[Referring expression data]
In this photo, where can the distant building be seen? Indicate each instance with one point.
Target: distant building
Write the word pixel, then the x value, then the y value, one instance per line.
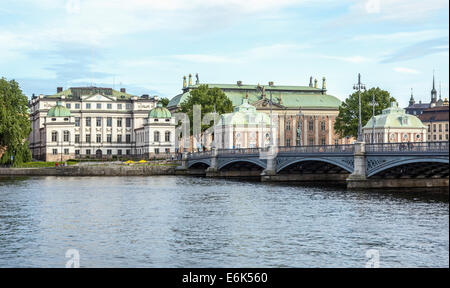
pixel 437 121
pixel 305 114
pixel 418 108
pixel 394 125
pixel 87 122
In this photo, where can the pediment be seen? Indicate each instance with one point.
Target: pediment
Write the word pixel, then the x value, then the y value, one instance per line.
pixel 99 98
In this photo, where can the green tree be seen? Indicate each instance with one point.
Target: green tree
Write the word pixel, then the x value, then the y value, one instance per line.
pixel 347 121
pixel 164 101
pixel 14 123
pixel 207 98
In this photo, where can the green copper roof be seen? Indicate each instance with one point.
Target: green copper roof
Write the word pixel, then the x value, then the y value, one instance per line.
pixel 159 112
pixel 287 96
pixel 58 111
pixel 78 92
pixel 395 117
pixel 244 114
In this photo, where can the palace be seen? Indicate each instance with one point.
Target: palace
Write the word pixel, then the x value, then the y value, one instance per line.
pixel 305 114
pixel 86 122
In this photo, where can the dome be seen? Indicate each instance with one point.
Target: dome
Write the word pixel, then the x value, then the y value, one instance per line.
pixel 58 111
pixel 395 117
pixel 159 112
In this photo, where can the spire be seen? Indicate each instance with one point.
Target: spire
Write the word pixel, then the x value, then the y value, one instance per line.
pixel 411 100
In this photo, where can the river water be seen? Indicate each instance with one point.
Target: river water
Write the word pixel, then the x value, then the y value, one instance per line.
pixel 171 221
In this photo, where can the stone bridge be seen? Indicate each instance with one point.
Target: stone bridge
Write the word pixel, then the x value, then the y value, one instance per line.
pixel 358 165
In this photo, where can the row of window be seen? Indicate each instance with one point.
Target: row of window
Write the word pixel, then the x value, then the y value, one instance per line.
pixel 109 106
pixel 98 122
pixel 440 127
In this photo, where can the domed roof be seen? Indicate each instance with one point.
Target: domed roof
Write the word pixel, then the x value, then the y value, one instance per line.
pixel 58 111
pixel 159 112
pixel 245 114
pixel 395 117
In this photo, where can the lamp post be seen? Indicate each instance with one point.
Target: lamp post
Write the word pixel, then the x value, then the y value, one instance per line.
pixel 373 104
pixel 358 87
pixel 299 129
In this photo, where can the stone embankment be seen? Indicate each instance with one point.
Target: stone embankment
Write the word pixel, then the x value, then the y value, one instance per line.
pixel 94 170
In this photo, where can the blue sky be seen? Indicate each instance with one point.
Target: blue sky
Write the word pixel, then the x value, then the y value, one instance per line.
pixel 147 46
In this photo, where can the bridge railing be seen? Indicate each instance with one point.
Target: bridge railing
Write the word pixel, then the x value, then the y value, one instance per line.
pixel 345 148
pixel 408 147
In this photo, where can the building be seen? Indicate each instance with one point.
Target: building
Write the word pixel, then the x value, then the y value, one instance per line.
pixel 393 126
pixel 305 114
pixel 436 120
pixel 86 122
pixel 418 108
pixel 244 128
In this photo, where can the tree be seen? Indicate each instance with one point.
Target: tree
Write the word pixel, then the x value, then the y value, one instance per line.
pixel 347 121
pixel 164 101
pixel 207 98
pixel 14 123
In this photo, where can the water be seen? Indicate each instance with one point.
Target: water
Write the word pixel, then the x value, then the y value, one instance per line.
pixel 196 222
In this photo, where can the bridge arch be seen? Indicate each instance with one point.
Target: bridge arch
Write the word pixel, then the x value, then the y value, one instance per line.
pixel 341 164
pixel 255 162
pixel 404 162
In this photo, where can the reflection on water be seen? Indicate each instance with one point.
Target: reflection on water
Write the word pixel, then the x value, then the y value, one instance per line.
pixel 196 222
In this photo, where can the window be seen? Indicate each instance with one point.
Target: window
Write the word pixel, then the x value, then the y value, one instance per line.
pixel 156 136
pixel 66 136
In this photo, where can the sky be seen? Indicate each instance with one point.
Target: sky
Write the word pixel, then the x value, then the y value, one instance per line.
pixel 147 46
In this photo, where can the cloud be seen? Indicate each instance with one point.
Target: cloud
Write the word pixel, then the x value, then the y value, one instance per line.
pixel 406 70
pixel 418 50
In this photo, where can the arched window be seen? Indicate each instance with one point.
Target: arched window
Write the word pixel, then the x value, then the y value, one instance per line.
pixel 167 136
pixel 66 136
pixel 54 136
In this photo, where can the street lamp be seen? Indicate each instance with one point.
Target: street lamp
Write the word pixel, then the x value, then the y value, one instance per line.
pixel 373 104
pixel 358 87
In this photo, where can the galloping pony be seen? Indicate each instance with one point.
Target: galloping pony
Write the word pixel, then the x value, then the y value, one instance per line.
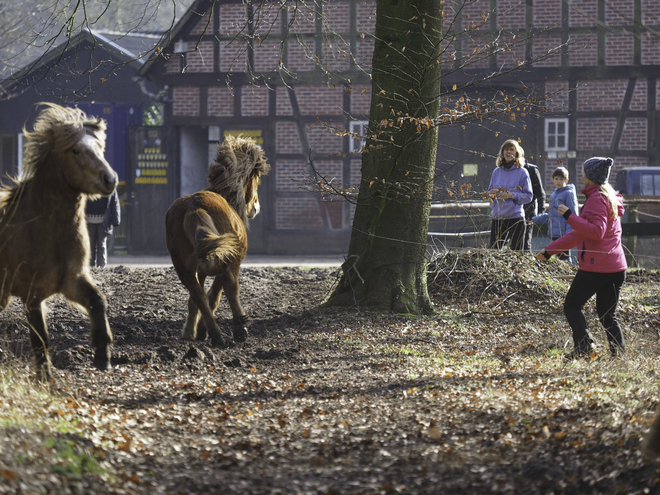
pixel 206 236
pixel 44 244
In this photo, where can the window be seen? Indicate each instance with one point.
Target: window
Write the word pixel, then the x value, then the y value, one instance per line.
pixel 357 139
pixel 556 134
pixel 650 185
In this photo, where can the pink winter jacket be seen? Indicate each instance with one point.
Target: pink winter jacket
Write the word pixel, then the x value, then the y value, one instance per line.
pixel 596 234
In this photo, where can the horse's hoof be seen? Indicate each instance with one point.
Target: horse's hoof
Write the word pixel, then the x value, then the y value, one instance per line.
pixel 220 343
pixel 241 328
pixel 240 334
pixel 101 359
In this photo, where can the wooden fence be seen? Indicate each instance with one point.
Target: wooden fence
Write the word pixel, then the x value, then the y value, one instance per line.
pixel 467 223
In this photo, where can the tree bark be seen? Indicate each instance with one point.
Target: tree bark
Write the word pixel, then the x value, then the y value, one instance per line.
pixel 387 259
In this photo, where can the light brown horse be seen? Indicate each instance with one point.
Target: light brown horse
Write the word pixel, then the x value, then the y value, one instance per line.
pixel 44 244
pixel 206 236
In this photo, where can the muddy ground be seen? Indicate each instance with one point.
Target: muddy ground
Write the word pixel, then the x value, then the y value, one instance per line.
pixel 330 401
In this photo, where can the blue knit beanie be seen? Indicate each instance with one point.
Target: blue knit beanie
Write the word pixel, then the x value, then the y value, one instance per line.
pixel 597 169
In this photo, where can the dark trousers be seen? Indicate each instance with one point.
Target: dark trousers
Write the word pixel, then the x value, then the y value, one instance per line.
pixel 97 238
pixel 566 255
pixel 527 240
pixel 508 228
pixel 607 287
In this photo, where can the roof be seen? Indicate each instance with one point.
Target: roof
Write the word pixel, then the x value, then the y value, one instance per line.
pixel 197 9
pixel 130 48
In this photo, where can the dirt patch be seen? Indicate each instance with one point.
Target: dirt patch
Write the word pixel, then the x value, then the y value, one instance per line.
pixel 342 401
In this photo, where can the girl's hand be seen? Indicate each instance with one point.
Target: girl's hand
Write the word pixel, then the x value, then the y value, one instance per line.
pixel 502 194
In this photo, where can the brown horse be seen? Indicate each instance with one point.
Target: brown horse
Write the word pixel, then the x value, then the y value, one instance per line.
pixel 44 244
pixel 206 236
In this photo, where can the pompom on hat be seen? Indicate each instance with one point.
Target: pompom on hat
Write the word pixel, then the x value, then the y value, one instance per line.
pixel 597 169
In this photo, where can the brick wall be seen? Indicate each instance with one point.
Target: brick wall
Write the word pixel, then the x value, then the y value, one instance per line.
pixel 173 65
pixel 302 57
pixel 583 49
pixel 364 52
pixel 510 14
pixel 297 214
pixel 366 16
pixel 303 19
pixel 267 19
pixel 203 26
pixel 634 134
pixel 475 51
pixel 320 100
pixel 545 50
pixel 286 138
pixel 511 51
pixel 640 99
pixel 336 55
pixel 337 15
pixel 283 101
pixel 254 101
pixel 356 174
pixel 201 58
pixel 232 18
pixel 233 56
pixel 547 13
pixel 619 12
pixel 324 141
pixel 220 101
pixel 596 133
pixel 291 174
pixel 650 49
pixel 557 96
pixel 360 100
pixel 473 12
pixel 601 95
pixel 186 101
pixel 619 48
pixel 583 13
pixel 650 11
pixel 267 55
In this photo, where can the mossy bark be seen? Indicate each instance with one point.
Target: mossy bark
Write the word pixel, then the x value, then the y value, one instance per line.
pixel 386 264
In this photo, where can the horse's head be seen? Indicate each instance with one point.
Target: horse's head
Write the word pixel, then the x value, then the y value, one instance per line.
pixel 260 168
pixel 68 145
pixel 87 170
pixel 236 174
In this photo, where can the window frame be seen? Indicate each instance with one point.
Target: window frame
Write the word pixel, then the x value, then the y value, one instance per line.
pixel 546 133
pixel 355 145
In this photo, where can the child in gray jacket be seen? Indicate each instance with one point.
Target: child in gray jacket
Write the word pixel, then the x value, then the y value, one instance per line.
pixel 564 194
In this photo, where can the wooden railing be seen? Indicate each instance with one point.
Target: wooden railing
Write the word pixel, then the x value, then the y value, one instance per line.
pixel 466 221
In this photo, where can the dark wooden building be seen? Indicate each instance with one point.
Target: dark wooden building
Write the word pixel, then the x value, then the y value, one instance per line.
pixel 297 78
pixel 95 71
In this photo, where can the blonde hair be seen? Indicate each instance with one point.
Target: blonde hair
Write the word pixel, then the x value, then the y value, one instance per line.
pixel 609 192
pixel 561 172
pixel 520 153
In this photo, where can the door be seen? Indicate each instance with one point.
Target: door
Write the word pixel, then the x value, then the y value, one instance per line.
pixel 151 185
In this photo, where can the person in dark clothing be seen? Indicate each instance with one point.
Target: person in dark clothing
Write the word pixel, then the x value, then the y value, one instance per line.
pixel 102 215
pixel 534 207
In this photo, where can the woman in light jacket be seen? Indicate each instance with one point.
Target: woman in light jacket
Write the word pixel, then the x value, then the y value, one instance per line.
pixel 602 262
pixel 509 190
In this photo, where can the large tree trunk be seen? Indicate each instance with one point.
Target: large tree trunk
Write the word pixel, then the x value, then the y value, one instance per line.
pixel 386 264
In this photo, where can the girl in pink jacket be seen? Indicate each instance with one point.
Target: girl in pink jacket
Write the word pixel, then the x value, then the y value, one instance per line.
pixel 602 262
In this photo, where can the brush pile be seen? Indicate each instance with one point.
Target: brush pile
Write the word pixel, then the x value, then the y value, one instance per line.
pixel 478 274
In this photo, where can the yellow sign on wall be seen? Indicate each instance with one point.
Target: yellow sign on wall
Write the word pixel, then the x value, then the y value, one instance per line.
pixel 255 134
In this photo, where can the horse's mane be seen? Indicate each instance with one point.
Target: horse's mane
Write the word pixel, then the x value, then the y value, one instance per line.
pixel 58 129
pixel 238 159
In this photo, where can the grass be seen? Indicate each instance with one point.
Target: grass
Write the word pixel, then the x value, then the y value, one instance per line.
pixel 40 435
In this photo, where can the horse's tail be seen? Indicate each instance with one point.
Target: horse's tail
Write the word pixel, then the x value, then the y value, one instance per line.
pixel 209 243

• [THE TASK]
Take every line above that includes the string "railing" and return it.

• [WRITTEN REPLY]
In this photo, where can the bridge railing be seen? Indicate each instance with one point.
Target: bridge railing
In this photo, where can the wooden railing be seen? Indicate each instance with one point.
Target: wooden railing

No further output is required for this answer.